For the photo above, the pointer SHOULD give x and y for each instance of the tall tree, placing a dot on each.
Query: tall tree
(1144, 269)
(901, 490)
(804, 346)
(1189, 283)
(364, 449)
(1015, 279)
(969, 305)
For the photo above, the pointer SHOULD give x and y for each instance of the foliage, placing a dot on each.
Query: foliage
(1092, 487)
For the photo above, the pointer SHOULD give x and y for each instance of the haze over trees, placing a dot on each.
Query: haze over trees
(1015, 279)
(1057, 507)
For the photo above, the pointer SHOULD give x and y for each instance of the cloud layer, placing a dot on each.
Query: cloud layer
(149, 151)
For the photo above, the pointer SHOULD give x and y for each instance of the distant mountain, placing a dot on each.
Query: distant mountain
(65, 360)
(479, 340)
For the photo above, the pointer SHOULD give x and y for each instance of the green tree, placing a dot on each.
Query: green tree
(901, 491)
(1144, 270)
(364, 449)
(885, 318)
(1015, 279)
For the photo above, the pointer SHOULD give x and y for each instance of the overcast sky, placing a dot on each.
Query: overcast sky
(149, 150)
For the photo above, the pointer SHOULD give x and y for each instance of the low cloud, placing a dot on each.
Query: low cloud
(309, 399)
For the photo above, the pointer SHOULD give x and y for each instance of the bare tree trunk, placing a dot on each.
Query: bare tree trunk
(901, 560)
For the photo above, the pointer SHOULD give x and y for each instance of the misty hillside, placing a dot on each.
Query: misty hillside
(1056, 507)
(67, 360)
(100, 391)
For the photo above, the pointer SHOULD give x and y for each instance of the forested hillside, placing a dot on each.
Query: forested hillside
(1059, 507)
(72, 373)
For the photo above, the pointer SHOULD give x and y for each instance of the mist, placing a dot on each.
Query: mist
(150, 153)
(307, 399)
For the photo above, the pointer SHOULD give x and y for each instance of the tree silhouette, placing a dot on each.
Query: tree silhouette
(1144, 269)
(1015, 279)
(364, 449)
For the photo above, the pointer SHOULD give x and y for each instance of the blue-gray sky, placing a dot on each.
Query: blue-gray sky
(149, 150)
• • • • •
== TUGAS YANG DIBERIKAN ==
Nyatakan baris di atas sebagai CSV dua kolom bernama teks dan jawaban, mulai dari baris pertama data dan berhenti setelah baris yang memuat "(1092, 487)", dengan satu baris CSV untuk setiap teks beserta jawabannya. Apit setiap isian dengan tanda kutip dan ganti jeda baris di dalamnya dengan spasi.

== JAWABAN LATIHAN ==
teks,jawaban
"For the photo above, the pointer SHOULD give x and y for each instance of the tall tree, placing a dot on each. Query: tall tree","(1144, 269) (901, 490) (804, 346) (1189, 283) (364, 449) (1015, 279) (969, 305)"
"For the photo above, the pointer SHOULD give x and y for each instance of the foliage, placing a dot on each. Query: foliage","(1092, 487)"